While the appellant brings eight assignments of error, the two major issues to address are: Is Thomas liable for wrongful dissolution of Jewell & Co., and is Jewell & Co.'s counterclaim on the note barred by res judicata?

This action is one in equity, and this court reviews the findings of the lower court de novo on the record. In an appeal of an equity action, the Supreme Court tries factual questions de novo on the record and reaches a conclusion independent of the findings of the trial court, provided, where credible evidence is in conflict on a material issue of fact, the Supreme Court considers and may give weight to the fact that the trial judge heard and observed the witnesses and accepted one version of the facts rather than another. Frenzen v. Taylor, 232 Neb. 41, 439 N.W.2d 473 (1989); Hughes v. Enterprise Irrigation Dist., 226 Neb. 230, 410 N.W.2d 494 (1987).

In 1963, Marvin E. Jewell (Jewell) founded defendant-appellee, Jewell & Co., a partnership of certified public accountants. Dennis R. Baumert became a partner in 1965; other partners joined and left the firm between 1963 and 1977. Plaintiff-appellant, Thomas, began his employment with the firm in 1969 and became a partner effective January 1, 1977. In 1980, Ronald Culwell became a partner, and Robert C. McChesney became a full partner in 1981.
========================================
THE PROBLEM –
Answer these questions from the court opinion excerpt:
(a) How many assignments of error does the appellant bring?
(b) In what year did Marvin E. Jewell found Jewell & Co.?
(c) On what date did Thomas's partnership in the firm take effect?
The records that come next are separate material, unrelated to the court opinion excerpt.

INFORMATION GIVEN –
========================================
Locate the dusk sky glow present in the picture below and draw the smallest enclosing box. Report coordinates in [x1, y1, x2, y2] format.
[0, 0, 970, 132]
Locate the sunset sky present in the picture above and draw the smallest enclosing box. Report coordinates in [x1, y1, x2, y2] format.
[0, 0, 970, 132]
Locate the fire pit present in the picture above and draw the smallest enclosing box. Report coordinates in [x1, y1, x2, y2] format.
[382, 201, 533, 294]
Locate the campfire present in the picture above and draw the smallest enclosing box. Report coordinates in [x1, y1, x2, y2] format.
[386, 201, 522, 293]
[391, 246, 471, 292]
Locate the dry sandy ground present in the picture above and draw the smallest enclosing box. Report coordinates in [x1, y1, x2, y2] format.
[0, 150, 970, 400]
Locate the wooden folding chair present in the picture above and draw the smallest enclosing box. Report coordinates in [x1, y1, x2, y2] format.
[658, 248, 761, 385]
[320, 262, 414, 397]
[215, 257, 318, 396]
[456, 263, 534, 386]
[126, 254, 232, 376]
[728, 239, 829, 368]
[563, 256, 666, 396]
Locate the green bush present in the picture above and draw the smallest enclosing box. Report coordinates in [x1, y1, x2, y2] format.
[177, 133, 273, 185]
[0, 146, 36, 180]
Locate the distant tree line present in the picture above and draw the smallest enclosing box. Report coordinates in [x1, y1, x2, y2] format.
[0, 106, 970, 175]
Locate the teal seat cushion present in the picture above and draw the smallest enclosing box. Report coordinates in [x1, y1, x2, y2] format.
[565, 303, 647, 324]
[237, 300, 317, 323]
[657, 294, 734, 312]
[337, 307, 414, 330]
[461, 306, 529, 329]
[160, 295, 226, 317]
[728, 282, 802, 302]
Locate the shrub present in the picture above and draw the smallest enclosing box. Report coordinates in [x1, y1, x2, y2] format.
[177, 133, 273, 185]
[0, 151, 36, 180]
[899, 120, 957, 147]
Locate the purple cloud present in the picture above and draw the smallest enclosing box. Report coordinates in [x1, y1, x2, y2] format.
========================================
EXERCISE ANSWER –
(a) Eight.
(b) 1963.
(c) January 1, 1977.